Text:
>>>>
[Paper] Relational Visual Similarity

Published: 1 day ago (December 8, 2025 at 01:59 PM EST)

4 min read

Source: arXiv

Source: arXiv - 2512.07833v1

Overview

The paper “Relational Visual Similarity” tackles a blind spot in today’s computer‑vision toolbox: existing similarity metrics (LPIPS, CLIP, DINO, etc.) compare images only by their surface appearance, ignoring the relational structure that humans effortlessly perceive (e.g., “the Earth’s crust‑mantle‑core map onto a peach’s skin‑flesh‑pit”). By defining and measuring relational similarity, the authors open a new avenue for connecting images through the logic of their parts rather than their colors or textures.

Key Contributions

Formal definition of relational visual similarity – two images are relationally similar when the internal functional relationships among their visual elements correspond, regardless of visual attributes.
<<<<
Written task A: According to the paper summary, when are two images relationally similar?
Written task B: Please set down the passage of the paper summary that begins at the words "[Paper] Relational Visual" and stops after "colors or textures.".
The entries have no connection to the paper summary.

Extracted data:
>>>>
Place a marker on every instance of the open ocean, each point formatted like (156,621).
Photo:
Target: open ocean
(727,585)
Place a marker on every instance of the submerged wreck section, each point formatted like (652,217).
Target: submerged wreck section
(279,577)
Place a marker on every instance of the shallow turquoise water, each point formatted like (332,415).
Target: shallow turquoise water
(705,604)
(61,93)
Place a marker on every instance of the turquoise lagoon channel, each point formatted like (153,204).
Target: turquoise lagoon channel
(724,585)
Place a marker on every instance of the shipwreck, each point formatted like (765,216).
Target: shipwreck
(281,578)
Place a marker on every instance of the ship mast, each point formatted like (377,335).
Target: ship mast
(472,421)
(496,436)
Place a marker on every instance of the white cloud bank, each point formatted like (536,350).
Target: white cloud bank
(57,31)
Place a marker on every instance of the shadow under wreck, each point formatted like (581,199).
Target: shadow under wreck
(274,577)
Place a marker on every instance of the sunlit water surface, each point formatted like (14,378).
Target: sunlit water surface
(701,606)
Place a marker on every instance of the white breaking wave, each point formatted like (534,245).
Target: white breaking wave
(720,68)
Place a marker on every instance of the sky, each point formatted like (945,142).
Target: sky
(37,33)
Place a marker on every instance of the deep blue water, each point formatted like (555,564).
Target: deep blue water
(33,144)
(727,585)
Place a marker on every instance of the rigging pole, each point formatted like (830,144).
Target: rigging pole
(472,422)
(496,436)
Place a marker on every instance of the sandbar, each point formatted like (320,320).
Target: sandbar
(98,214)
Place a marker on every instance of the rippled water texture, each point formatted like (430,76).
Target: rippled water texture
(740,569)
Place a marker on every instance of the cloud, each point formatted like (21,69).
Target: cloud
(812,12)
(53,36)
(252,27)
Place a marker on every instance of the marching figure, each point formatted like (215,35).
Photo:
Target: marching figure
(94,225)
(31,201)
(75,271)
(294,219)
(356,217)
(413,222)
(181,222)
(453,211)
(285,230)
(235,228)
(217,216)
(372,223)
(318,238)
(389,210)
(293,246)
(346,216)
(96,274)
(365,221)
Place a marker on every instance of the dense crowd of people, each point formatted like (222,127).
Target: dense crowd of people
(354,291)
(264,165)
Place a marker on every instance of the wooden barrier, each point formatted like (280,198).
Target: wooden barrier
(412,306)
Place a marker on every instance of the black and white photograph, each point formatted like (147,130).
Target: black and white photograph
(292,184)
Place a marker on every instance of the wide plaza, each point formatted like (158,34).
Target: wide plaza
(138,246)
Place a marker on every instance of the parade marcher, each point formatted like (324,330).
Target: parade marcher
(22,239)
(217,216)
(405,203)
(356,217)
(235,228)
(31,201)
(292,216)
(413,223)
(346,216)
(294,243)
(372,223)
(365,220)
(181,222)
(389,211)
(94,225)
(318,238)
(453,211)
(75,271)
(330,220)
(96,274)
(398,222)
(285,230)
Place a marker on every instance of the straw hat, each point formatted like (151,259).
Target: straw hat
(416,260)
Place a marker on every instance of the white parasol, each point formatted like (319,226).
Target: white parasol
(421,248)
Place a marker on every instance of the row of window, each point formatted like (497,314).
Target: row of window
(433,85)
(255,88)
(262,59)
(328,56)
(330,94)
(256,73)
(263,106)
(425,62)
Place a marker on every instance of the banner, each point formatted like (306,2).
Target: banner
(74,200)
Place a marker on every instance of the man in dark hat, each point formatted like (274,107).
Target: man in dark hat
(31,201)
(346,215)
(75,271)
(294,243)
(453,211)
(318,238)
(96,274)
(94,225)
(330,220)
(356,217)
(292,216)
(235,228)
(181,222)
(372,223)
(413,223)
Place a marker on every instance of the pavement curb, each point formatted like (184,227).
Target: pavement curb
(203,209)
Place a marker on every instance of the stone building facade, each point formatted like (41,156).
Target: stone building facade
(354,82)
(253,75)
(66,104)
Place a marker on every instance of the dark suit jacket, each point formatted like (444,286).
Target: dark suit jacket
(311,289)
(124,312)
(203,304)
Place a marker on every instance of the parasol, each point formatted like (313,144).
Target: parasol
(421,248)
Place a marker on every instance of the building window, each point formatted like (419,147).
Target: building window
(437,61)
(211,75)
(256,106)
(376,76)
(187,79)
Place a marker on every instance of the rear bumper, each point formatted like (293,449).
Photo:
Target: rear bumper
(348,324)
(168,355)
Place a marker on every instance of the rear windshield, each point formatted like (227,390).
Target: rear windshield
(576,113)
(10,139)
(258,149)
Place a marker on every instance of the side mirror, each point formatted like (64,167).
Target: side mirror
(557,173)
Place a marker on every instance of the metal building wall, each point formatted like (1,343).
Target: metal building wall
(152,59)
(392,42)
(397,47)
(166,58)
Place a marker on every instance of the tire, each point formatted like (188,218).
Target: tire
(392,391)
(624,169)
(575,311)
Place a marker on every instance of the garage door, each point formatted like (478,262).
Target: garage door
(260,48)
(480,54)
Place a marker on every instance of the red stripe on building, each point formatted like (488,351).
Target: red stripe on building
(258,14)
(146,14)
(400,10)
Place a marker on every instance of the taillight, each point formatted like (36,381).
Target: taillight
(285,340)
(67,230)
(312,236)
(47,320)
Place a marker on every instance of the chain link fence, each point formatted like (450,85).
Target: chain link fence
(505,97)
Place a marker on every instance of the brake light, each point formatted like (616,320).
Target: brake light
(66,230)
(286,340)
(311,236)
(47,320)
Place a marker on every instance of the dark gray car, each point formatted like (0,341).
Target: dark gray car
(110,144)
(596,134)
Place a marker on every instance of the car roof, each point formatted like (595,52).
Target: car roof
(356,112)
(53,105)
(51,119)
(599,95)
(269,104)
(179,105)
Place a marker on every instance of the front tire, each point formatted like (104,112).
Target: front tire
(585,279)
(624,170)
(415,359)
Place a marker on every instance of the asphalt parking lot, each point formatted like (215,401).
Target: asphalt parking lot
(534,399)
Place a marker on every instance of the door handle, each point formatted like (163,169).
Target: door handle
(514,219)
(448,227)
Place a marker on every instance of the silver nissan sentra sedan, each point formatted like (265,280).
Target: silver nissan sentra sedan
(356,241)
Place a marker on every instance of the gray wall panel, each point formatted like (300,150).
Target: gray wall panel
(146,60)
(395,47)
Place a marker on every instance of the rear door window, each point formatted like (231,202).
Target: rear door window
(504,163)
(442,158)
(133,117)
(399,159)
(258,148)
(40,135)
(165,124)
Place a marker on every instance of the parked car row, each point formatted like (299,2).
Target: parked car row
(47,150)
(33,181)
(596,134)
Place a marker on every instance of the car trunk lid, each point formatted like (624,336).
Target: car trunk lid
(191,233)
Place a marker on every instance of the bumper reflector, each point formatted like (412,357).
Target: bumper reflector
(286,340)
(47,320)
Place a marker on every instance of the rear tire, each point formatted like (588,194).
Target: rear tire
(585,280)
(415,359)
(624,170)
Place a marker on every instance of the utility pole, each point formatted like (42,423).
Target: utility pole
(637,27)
<<<<
Full solution A: When the internal functional relationships among their visual elements correspond, regardless of visual attributes.

Full solution B:
[Paper] Relational Visual Similarity

Published: 1 day ago (December 8, 2025 at 01:59 PM EST)

4 min read

Source: arXiv

Source: arXiv - 2512.07833v1

Overview

The paper “Relational Visual Similarity” tackles a blind spot in today’s computer‑vision toolbox: existing similarity metrics (LPIPS, CLIP, DINO, etc.) compare images only by their surface appearance, ignoring the relational structure that humans effortlessly perceive (e.g., “the Earth’s crust‑mantle‑core map onto a peach’s skin‑flesh‑pit”). By defining and measuring relational similarity, the authors open a new avenue for connecting images through the logic of their parts rather than their colors or textures.